[START OF Records for this exercise]

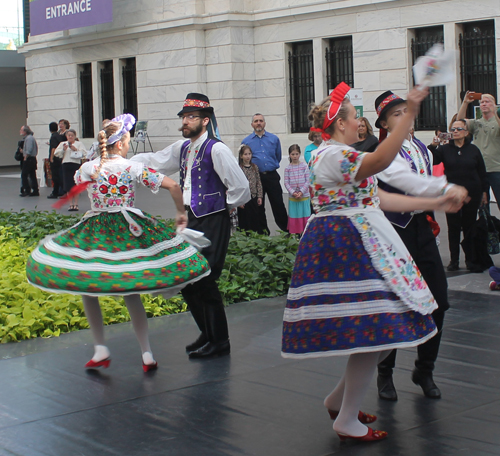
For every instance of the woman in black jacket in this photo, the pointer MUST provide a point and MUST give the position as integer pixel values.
(463, 165)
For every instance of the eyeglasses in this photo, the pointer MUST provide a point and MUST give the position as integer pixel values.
(190, 117)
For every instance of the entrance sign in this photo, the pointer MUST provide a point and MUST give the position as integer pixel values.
(48, 16)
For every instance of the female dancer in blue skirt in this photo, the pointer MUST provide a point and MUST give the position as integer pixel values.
(355, 289)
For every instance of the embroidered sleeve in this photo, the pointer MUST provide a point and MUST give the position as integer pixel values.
(350, 161)
(83, 174)
(151, 178)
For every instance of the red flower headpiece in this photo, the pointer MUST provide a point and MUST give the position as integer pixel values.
(336, 98)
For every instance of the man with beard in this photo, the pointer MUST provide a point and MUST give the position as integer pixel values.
(212, 184)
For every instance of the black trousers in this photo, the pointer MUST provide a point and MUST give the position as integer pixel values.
(29, 181)
(461, 221)
(421, 244)
(56, 171)
(203, 297)
(272, 188)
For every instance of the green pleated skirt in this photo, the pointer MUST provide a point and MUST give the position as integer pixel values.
(100, 256)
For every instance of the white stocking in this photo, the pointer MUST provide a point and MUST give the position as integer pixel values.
(94, 317)
(140, 324)
(334, 400)
(358, 375)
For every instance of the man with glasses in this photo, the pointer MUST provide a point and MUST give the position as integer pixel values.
(411, 173)
(212, 184)
(486, 135)
(266, 154)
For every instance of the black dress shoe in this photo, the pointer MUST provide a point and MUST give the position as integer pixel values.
(386, 388)
(424, 379)
(198, 343)
(211, 349)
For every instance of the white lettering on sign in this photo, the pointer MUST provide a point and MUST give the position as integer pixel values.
(65, 9)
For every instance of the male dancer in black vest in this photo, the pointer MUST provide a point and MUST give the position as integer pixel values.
(411, 173)
(212, 183)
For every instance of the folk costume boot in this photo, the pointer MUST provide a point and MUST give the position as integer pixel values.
(217, 333)
(386, 389)
(426, 382)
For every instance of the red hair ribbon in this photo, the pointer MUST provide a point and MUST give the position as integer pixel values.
(76, 190)
(336, 98)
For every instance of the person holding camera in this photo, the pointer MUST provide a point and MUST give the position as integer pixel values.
(486, 135)
(463, 165)
(71, 152)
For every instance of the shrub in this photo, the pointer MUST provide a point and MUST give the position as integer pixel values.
(257, 266)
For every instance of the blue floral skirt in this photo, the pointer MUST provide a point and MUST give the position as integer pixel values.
(339, 304)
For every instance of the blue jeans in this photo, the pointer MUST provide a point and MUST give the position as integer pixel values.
(494, 181)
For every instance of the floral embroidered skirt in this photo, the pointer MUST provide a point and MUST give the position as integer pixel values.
(100, 256)
(339, 304)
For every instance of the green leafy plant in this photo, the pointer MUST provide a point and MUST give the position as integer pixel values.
(256, 267)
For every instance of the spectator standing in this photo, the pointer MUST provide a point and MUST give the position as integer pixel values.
(55, 162)
(463, 165)
(266, 150)
(71, 152)
(249, 213)
(316, 139)
(29, 180)
(486, 135)
(297, 184)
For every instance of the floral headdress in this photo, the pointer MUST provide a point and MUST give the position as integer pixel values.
(127, 122)
(336, 98)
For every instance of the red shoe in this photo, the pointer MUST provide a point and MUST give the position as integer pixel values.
(149, 367)
(94, 365)
(371, 436)
(363, 417)
(494, 286)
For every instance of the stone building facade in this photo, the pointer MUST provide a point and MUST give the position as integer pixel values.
(240, 52)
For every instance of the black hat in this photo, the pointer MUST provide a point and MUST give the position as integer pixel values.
(385, 102)
(196, 102)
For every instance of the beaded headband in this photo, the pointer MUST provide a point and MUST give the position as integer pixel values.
(127, 122)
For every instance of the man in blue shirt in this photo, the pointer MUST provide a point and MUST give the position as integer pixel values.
(266, 154)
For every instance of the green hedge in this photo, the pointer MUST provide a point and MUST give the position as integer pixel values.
(256, 267)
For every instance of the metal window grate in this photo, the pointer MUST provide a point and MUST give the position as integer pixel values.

[END OF Records for this exercise]

■ **Requirements**
Rewrite the entire listing above, substituting "annotator" for every "pointer" and changing nothing else. Leave the pictures out.

■ **Correct answer**
For every instance of the woman in black jacket in this photo, the annotator MUST provide a point and MUST give the position as integer pixel values.
(463, 165)
For every instance of the eyeglasses in this photo, the annotator MUST provide a point and MUST give the position as integer pixel values.
(190, 117)
For every instance of the entrance sign in this photo, the annotator MUST provide a point and MUST give the position as integer pixel values.
(48, 16)
For every instance of the female dancer in blue skirt in this photo, the annotator MUST provide a point and MUST give the position as integer pixel values.
(355, 289)
For every instance of the embroidered sleeve in this photo, the annotator MUST provide a point and MUST give the position as integer pixel values.
(350, 161)
(83, 174)
(151, 178)
For every instance of the red flower headpiece in this photo, the annotator MUST provide a point and MUST give the position as integer pixel values.
(336, 98)
For every instance of the man with beard in this photo, the annotator MUST provide a point and MUST give the position as integer pixel values.
(212, 184)
For every instance of the black trousers in this photo, the annotator MUST provide a point and MUST give the position as integer pixel values.
(29, 181)
(461, 221)
(421, 244)
(56, 171)
(203, 297)
(272, 188)
For every instance of the green pleated skirt in this photo, the annotator MUST provide a point and MUST give the position as integer pixel values.
(100, 256)
For every instance of the white stocking in this photo, the annotator MUST provide a point and MUST give the position as integer pixel values.
(94, 317)
(140, 324)
(334, 400)
(358, 375)
For every instance of the man with glasses in this photo, the annotator MUST provide a point and MUST give the position as integer pixel values.
(411, 173)
(212, 184)
(486, 135)
(266, 154)
For every instance of the black dress shoe in this photo, the annotator MUST provide a point and MUST give the position as integer pixel values.
(386, 388)
(424, 379)
(198, 343)
(211, 349)
For every instance of the white lettering on sign in this photo, the annotator MUST provide a point and MUST give the position as integer pixel values.
(65, 9)
For every instance of the male dancer in black vest in this photo, the annotator MUST provide a point and MUST give the position as integer pixel values.
(411, 173)
(212, 183)
For every instance of the folk costume boot in this photo, the annotator MUST provide a point and MUST give the position as integer pixel values.
(217, 333)
(386, 389)
(426, 382)
For every instance of the red hair ribbon in this photo, the annotator MUST provide a point and MUST give the position as integer pixel values.
(76, 190)
(336, 98)
For every instance of the person holding camera in this photo, the annotator MUST provide a point and MUST give the position as integer pixel values.
(486, 135)
(463, 165)
(71, 152)
For every instance of the shrub in this photo, the annotator MUST provide a point and MUST give the position as integer pixel values.
(257, 266)
For every instance of the blue floral skirt in this photo, the annotator MUST provide a point and MUST give the position as integer pixel values.
(339, 304)
For every instance of the blue jeans in this photo, the annotator MUST provide a point and MUST give the position as integer pixel values.
(494, 181)
For every instance of the floral embroidered skirt in this photo, the annotator MUST provide a point and MUST give the position as integer pixel values.
(100, 256)
(339, 304)
For every instance of the green leafy plant in this photo, the annotator MUST provide a point and MUST give the position as integer pixel values.
(256, 267)
For every instance of the spectator standing in this photo, the annotator MUST provide a point and MUST give the position as integer pixel values.
(55, 162)
(463, 165)
(266, 150)
(71, 152)
(249, 213)
(316, 139)
(29, 180)
(486, 135)
(297, 184)
For every instance of the floral headdress in this photo, the annotator MUST provide a point and MUST give the position as integer pixel values.
(127, 122)
(336, 98)
For every instance of the red shoe in this photo, the annotator MUST provide a point and MUST give the position as integer pixel values.
(149, 367)
(94, 365)
(371, 436)
(363, 417)
(494, 286)
For every instance of the stone building facade in this photo, the annotator MUST provide a point and MUST give the position as integer pixel values.
(240, 52)
For every instance of the black hat in this photo, the annotator MUST provide a point and MUST give the position as integer pixel values.
(385, 102)
(196, 102)
For every instance of the beaded headband in this photo, the annotator MUST provide a point and MUST give the position as integer pixel values.
(127, 122)
For every instance of the man in blue shirt in this photo, the annotator MUST provide a point and MUST give the position as integer pixel values.
(266, 154)
For every instance of the green hedge in this photo, the annotator MUST provide a point and MUST give the position as integer pixel values.
(256, 267)
For every instance of the metal window grate in this photo, the annotator MUST provide a point and MUST give the position as integer pixel values.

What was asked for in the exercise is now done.